## WHAT IS BEING ASKED
Please set down all of the data below verbatim.

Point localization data
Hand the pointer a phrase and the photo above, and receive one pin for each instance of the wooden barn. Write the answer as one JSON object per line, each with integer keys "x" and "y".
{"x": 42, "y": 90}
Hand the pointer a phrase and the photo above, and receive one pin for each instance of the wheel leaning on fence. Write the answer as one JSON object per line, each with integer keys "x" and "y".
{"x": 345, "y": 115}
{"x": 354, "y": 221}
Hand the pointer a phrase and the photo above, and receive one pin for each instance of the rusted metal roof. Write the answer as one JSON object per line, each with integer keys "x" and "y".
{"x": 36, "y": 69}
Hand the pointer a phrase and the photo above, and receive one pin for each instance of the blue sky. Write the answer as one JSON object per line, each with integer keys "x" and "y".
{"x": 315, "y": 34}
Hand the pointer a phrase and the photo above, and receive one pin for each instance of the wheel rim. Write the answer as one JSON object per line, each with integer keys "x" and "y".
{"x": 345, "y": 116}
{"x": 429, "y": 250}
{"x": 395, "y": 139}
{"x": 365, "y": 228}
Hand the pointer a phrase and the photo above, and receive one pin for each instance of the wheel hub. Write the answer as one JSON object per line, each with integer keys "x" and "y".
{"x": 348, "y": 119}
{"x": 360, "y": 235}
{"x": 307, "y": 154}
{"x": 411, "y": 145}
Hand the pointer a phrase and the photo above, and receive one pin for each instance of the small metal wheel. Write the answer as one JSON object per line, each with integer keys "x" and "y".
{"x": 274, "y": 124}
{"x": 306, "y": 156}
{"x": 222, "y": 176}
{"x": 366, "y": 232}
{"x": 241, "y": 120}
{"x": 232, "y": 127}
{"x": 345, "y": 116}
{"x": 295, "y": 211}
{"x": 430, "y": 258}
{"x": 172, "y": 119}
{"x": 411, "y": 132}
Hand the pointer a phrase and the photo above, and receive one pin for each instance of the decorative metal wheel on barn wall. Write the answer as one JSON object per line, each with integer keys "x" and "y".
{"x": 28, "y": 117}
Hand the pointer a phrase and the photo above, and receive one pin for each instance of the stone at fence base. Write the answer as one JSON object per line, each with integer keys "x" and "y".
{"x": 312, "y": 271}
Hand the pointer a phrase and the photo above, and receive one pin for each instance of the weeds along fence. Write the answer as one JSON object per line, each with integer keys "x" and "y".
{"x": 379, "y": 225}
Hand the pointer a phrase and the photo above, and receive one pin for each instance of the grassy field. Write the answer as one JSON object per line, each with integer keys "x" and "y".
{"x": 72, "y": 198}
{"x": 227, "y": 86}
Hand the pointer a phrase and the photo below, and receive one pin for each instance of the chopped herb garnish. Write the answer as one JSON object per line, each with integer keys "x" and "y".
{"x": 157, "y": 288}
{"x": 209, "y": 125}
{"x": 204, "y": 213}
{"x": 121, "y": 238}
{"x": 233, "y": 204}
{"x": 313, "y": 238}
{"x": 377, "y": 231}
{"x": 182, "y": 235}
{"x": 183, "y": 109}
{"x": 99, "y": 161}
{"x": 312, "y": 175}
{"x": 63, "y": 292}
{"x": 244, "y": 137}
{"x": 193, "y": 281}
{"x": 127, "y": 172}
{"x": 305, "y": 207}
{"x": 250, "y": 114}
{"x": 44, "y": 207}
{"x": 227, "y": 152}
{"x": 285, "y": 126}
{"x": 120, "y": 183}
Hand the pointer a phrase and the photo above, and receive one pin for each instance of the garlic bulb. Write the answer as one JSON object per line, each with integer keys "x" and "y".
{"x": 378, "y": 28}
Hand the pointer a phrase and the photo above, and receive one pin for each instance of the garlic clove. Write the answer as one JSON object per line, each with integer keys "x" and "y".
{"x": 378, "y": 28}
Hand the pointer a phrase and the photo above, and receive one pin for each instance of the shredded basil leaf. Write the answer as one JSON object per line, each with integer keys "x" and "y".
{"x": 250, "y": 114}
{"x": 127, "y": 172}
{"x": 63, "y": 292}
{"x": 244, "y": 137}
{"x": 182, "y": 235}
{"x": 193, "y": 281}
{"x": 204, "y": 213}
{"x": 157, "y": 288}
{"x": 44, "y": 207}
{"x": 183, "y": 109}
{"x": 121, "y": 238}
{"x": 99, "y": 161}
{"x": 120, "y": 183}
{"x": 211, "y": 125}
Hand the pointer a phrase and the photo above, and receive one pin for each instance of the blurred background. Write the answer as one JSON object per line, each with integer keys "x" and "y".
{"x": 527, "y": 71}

## RESULT
Hand the pointer a phrase and the photo above, and receive one pin for each instance of the wooden barn. Write the answer as one JSON object per line, each with integer keys "x" and "y".
{"x": 42, "y": 90}
Hand the pointer a phrase and the photo above, and receive one pin for each instance of the wheel leaning on fence. Write the answer as one JSON object per line, each with integer keys "x" and "y".
{"x": 345, "y": 115}
{"x": 354, "y": 221}
Hand the pointer a phrase and the photo above, and receive one pin for each instance of the rusted metal roof. Write the answer as one JSON object per line, each with integer keys "x" and "y".
{"x": 36, "y": 69}
Hand the pointer a phrase and the photo above, and receive one pin for each instance of the blue sky. Write the answer as one JSON object per line, each with integer keys "x" and "y".
{"x": 315, "y": 34}
Hand the pointer a phrase and the photo above, and receive one pin for each instance of the wheel rim. Write the answer as one JSON object per line, each with integer keys "x" and "y".
{"x": 345, "y": 116}
{"x": 429, "y": 250}
{"x": 395, "y": 139}
{"x": 365, "y": 228}
Hand the pointer a phrase and the photo above, and receive one pin for each instance of the wheel hub. Write the answer as one JSON object per line, each with integer keys "x" and "y".
{"x": 348, "y": 119}
{"x": 360, "y": 235}
{"x": 307, "y": 154}
{"x": 411, "y": 145}
Hand the pointer a phrase and the photo above, and receive one pin for each instance of the small metal wheel. Write the answer as one JSON object per line, each with integer keys "x" and "y".
{"x": 274, "y": 124}
{"x": 306, "y": 156}
{"x": 222, "y": 176}
{"x": 366, "y": 232}
{"x": 241, "y": 120}
{"x": 232, "y": 127}
{"x": 345, "y": 116}
{"x": 295, "y": 211}
{"x": 430, "y": 258}
{"x": 172, "y": 119}
{"x": 411, "y": 132}
Hand the pointer a phrase and the photo above, and receive one pin for each instance of the decorative metal wheel on barn wall. Write the answer as one JSON object per line, each with integer keys "x" and "y".
{"x": 28, "y": 117}
Hand the pointer a phrase and the photo above, and receive one pin for each instance of the stone at fence base. Write the answer as one JSON object per line, each with integer keys "x" and "y".
{"x": 312, "y": 271}
Hand the pointer a phrase and the photo above, and receive one pin for each instance of the weeds along fence. Write the answer as one JSON object per line, each with integer keys "x" and "y".
{"x": 379, "y": 225}
Hand the pointer a phrase and the photo above, and receive one pin for each instance of the grassy field. Write the answer as one JSON object per line, each with integer keys "x" and "y".
{"x": 72, "y": 198}
{"x": 227, "y": 86}
Hand the pointer a phrase and the photo below, and receive one pin for each instance of the chopped herb garnish. Write the answer as one JSON object per line, each with integer keys "x" and "y".
{"x": 157, "y": 288}
{"x": 209, "y": 125}
{"x": 204, "y": 213}
{"x": 121, "y": 238}
{"x": 233, "y": 204}
{"x": 313, "y": 238}
{"x": 377, "y": 231}
{"x": 182, "y": 235}
{"x": 183, "y": 109}
{"x": 99, "y": 161}
{"x": 312, "y": 175}
{"x": 63, "y": 292}
{"x": 244, "y": 137}
{"x": 193, "y": 281}
{"x": 127, "y": 172}
{"x": 305, "y": 207}
{"x": 250, "y": 114}
{"x": 44, "y": 207}
{"x": 227, "y": 152}
{"x": 285, "y": 126}
{"x": 120, "y": 183}
Hand the pointer a phrase and the photo above, and receive one pin for each instance of the garlic bulb. Write the answer as one JSON object per line, each with integer keys "x" and "y".
{"x": 378, "y": 28}
Hand the pointer a phrase and the photo above, and receive one pin for each instance of the garlic clove. Write the answer as one JSON object per line, each with integer keys "x" and "y".
{"x": 378, "y": 28}
Hand the pointer a phrase and the photo above, and receive one pin for each instance of the shredded basil leaf. Write the answer as one JSON object per line, each with integer keys "x" and "y".
{"x": 250, "y": 114}
{"x": 127, "y": 172}
{"x": 63, "y": 292}
{"x": 244, "y": 137}
{"x": 182, "y": 235}
{"x": 193, "y": 281}
{"x": 204, "y": 213}
{"x": 157, "y": 288}
{"x": 44, "y": 207}
{"x": 183, "y": 109}
{"x": 121, "y": 238}
{"x": 99, "y": 161}
{"x": 120, "y": 183}
{"x": 211, "y": 125}
Hand the pointer a phrase and the photo above, and receive one pin for each instance of the blurred background. Write the answer as one JSON object per line, each with integer keys "x" and "y".
{"x": 527, "y": 71}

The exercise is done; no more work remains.